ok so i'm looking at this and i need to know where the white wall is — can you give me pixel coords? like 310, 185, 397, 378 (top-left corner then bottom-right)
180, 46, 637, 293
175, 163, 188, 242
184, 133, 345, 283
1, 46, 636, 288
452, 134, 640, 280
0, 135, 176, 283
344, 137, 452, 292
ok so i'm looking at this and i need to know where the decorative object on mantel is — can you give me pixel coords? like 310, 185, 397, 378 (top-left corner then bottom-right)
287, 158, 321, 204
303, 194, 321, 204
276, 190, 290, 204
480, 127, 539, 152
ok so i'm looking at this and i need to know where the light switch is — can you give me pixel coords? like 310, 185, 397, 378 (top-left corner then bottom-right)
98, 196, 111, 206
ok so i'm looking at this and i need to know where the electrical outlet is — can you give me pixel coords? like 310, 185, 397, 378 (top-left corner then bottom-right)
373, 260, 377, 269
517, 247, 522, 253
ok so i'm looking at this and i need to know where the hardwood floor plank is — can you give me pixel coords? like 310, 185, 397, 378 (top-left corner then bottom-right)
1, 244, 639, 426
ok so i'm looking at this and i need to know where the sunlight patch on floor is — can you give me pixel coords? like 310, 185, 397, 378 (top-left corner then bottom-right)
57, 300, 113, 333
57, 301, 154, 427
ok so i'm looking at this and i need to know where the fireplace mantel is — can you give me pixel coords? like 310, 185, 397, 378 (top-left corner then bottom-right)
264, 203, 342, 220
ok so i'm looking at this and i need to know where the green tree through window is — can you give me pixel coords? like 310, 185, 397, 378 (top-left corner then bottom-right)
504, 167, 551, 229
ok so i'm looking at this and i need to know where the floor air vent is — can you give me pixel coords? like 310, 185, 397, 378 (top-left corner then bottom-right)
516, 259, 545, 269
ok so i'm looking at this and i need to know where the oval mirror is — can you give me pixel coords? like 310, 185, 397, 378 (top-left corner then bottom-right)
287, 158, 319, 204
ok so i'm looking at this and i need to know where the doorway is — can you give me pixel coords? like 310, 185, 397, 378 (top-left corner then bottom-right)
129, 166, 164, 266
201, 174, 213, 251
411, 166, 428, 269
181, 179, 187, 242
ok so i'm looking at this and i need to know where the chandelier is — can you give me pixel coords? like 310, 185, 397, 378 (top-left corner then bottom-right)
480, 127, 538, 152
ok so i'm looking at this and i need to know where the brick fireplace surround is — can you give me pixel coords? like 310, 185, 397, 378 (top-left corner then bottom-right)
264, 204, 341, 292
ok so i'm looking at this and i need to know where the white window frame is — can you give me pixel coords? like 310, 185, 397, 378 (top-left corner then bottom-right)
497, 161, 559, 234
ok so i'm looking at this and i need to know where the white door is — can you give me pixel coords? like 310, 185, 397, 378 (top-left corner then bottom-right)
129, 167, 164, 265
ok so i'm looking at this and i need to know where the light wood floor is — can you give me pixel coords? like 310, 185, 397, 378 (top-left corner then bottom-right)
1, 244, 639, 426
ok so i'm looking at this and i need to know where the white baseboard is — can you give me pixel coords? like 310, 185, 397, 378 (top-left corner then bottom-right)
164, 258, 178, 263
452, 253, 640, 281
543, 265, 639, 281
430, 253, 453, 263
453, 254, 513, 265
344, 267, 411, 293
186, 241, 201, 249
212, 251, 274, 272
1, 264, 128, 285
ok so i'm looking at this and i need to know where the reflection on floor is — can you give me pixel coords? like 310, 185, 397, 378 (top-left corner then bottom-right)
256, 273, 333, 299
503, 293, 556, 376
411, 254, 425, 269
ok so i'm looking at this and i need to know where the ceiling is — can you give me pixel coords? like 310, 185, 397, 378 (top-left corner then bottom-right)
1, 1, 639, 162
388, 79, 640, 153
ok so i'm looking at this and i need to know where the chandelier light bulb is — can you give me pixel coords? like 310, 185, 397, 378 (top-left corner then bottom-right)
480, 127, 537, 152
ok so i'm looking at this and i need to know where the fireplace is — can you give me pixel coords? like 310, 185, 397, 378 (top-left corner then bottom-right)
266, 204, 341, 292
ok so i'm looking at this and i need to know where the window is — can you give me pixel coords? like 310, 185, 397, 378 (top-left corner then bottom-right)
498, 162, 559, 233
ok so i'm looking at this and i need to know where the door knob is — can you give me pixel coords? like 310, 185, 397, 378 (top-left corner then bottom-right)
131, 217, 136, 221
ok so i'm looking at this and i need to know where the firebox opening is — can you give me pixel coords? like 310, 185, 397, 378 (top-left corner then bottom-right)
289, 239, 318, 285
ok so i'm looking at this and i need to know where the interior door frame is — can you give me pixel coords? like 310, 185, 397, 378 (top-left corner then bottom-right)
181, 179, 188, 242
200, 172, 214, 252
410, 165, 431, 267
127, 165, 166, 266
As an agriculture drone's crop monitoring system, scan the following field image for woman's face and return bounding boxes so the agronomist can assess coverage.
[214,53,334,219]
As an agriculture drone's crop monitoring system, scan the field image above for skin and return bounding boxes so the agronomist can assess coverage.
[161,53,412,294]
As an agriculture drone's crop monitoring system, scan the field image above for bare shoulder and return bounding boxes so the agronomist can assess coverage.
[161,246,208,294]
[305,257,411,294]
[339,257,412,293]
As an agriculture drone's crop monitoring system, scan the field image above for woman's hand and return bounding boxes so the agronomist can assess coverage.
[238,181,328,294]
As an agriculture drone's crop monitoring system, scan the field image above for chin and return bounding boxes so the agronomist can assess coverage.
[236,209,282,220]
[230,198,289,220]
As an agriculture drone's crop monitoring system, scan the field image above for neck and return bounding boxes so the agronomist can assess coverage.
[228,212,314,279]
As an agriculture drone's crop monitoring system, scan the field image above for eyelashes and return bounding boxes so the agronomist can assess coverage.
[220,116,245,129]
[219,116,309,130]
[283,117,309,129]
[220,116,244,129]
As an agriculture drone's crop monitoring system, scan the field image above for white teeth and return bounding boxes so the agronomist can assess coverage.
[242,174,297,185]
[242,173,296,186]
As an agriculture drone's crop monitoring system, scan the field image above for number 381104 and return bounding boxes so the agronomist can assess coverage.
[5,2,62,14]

## Work order:
Every record shown above must be echoed exactly.

## Output of the exercise:
ok so i'm looking at this and i need to know where the white wall is — can you give me pixel coords? like 310, 185, 397, 378 (top-left corner then bottom-right)
180, 46, 637, 293
175, 163, 188, 242
184, 133, 345, 283
1, 46, 636, 288
452, 134, 640, 280
0, 135, 176, 283
344, 137, 452, 292
ok so i'm looking at this and i need to know where the decorative object on mantel is — can you give me pixel coords? like 310, 185, 397, 378 (top-left corner then bottom-right)
287, 158, 321, 204
303, 194, 321, 204
276, 190, 290, 204
480, 127, 539, 152
ok so i'm looking at this and i need to know where the light switch is — can you give me pixel coords? like 310, 185, 397, 378 (top-left corner then bottom-right)
98, 196, 111, 206
ok so i'm looking at this and i need to know where the electrical outlet is — can you give me pixel coords? like 310, 185, 397, 378 (top-left corner then bottom-right)
373, 260, 377, 269
517, 247, 522, 253
ok so i'm looking at this and i need to know where the hardwood floor plank is — can you give me pixel coords? like 310, 185, 397, 378 (top-left corner then bottom-right)
1, 244, 639, 426
ok so i'm looking at this and i need to know where the sunlight patch on floor is — can you give me pixel coords? like 310, 185, 397, 378 (top-left corner then bottom-right)
57, 300, 113, 333
57, 301, 154, 427
ok so i'm looking at this and i need to know where the fireplace mantel is — can you give me pixel coords? like 310, 185, 397, 378 (top-left corner then bottom-right)
264, 203, 342, 220
ok so i'm looking at this and i need to know where the green tree through window is — can you give me pixel coords? like 310, 185, 397, 378 (top-left corner then bottom-right)
504, 167, 551, 229
ok so i'm looking at this and i need to know where the floor air vent is — can you give me pixel coords? like 310, 185, 397, 378 (top-left corner then bottom-right)
516, 259, 545, 269
ok so i'm looking at this and i need to know where the oval mirror is — can you give me pixel coords? like 310, 185, 397, 378 (top-left corner then bottom-right)
287, 158, 319, 204
ok so i'm looking at this and i need to know where the doorway is — can you give me pixel coords? like 310, 185, 397, 378 (top-left corner then bottom-right)
129, 166, 164, 266
201, 174, 213, 251
411, 166, 428, 269
181, 179, 187, 242
ok so i'm looking at this and i need to know where the chandelier is — can you give me pixel coords? like 310, 185, 397, 378 (top-left corner then bottom-right)
480, 127, 538, 152
ok so i'm looking at this and i need to know where the brick fireplace surround is — can you give me pixel coords? like 310, 185, 397, 378 (top-left corner then bottom-right)
264, 204, 341, 292
ok so i'm looking at this and i need to know where the white window frame is — can you give me pixel coords? like 310, 185, 397, 378 (top-left corner then bottom-right)
497, 161, 559, 234
ok so i'm looking at this and i need to know where the white door is — can you give me pixel coords? like 310, 185, 397, 378 (top-left corner then bottom-right)
129, 167, 164, 265
ok so i'm looking at this and i need to know where the light wood floor is — can you give me pixel coords? like 310, 185, 397, 378 (top-left corner then bottom-right)
1, 244, 639, 426
ok so i'm looking at this and i need to know where the white baseboard is — can you give me pixel coords? like 310, 185, 397, 378 (top-left corner then bottom-right)
164, 258, 178, 263
452, 253, 640, 281
543, 265, 639, 281
430, 253, 453, 263
453, 254, 513, 265
344, 267, 411, 293
186, 241, 201, 249
212, 251, 274, 272
1, 264, 128, 285
ok so i'm looking at this and i need to know where the reflection on floor is — can you give me pixel coords? like 310, 185, 397, 378 (top-left corner then bottom-right)
256, 273, 333, 299
503, 293, 556, 376
411, 254, 425, 269
ok so i'm looking at this and i need to know where the ceiling is — can you give me pixel coords? like 310, 185, 397, 378 (top-left corner then bottom-right)
1, 1, 639, 162
388, 79, 640, 153
ok so i'm looking at this and i need to know where the chandelier light bulb is — can you give me pixel coords? like 310, 185, 397, 378 (top-left corner then bottom-right)
480, 127, 537, 152
ok so i'm looking at this and i need to know where the fireplace is — can you give me pixel coords? like 310, 185, 397, 378 (top-left corner then bottom-right)
266, 204, 341, 292
ok so i'm looking at this and i need to know where the window is — can you give me pixel coords? like 310, 185, 397, 378 (top-left corner then bottom-right)
498, 162, 559, 233
ok so i'm looking at this and i need to know where the door knob is — can you give me pixel coords? like 310, 185, 397, 378 (top-left corner then bottom-right)
131, 217, 136, 221
ok so i'm looking at this and i need to know where the firebox opening is — can you give me pixel coords? like 310, 185, 397, 378 (top-left corner then bottom-right)
289, 239, 318, 285
ok so i'm looking at this and i need to know where the interior door frame is — can you give me pixel coords? like 310, 185, 397, 378 (top-left corner then bottom-right)
181, 179, 188, 242
200, 172, 214, 252
410, 165, 431, 267
127, 165, 166, 266
As an agriculture drone's crop monitoring system, scan the following field image for woman's face and return bounding boxes so the agronomist can assess coverage.
[214,53,334,219]
As an agriculture drone's crop monitoring system, scan the field image above for skin and return bounding boxes so the agronomist can assess coverage.
[161,53,412,294]
As an agriculture drone's crop monitoring system, scan the field image above for bare shoulder and return bounding boxes so the agronomist can assess coverage.
[161,246,208,294]
[305,257,411,294]
[339,257,412,293]
As an agriculture drone's crop monitoring system, scan the field image above for woman's hand and return bounding boxes so the agronomist can assess coverage.
[238,181,328,294]
As an agriculture drone's crop monitoring system, scan the field image above for chin and return bounding boxes so the agronomist can assess coverage.
[236,209,282,220]
[230,198,289,220]
As an agriculture drone's crop monitoring system, scan the field image above for neck and return bounding boxes so the agronomist can assess coverage.
[228,212,314,279]
As an agriculture drone's crop monitoring system, scan the field image above for eyelashes and return bounding boxes so the agronomist can assess coverage.
[220,116,245,129]
[219,116,309,130]
[283,117,309,129]
[220,116,244,129]
As an agriculture drone's crop monitoring system, scan the field image above for white teeth and return bounding boxes so the agronomist can assess coverage.
[242,174,297,185]
[242,173,296,186]
As an agriculture drone's crop monitoring system, scan the field image above for number 381104 and return bounding boxes so the agronomist can assess coverage.
[5,2,62,14]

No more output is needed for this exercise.